**ОТРЫВОК**
============

Тогда он, точно гость, взял стул, особенно крепко сел на него, уперся ладонями в колени и сразу заговорил:
«Ты думаешь, барин, если убил, так я – зверь? Нет, я не зверь, и если ты почуял это, так я тебе расскажу судьбу мою».
Следователя Святухина особенно поразил жалостливый взгляд этого необычного убийцы. Он все время возвращается к этому его странному взгляду. «Поймите: не жалобный, а – жалостливый. Он – меня жалел. Хотя я тогда был еще здоров…» Сперва мы не понимаем, почему убийца жалеет следователя, но вскоре начинаем догадываться. Он жалеет не персонально его, следователя Святухина, а человека в нем жалеет, потому что он – человек. А человек – всякий человек – страшно, чудовищно непрочен. И этим вызывает жалость.
Меркулов и убийцей-то стал именно потому, что его однажды вдруг до глубины души потрясло это пугающее сознание ужасающей непрочности человека.
Первый раз он убил случайно. Осенью, вечером, вез с пристани сахарный песок в мешках и заметил, что сзади воза идет человек: распорол мешок, черпает сахар горстью и ссыпает его в карман себе, за пазуху. Меркулов бросился на него, Ударил по виску – человек упал.

============

**ИСХОДНЫЕ ДАННЫЕ**
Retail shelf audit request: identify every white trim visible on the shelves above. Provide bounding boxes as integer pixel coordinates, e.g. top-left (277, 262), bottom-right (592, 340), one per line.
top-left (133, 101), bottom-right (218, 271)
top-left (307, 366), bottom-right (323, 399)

============

**ЗАДАНИЕ**
Воспроизведите целиком, без единого изменения, отрывок об убийце Меркулове. Материал взят из другого источника.

**ОТВЕТ К ЗАДАНИЮ**
Тогда он, точно гость, взял стул, особенно крепко сел на него, уперся ладонями в колени и сразу заговорил:
«Ты думаешь, барин, если убил, так я – зверь? Нет, я не зверь, и если ты почуял это, так я тебе расскажу судьбу мою».
Следователя Святухина особенно поразил жалостливый взгляд этого необычного убийцы. Он все время возвращается к этому его странному взгляду. «Поймите: не жалобный, а – жалостливый. Он – меня жалел. Хотя я тогда был еще здоров…» Сперва мы не понимаем, почему убийца жалеет следователя, но вскоре начинаем догадываться. Он жалеет не персонально его, следователя Святухина, а человека в нем жалеет, потому что он – человек. А человек – всякий человек – страшно, чудовищно непрочен. И этим вызывает жалость.
Меркулов и убийцей-то стал именно потому, что его однажды вдруг до глубины души потрясло это пугающее сознание ужасающей непрочности человека.
Первый раз он убил случайно. Осенью, вечером, вез с пристани сахарный песок в мешках и заметил, что сзади воза идет человек: распорол мешок, черпает сахар горстью и ссыпает его в карман себе, за пазуху. Меркулов бросился на него, Ударил по виску – человек упал.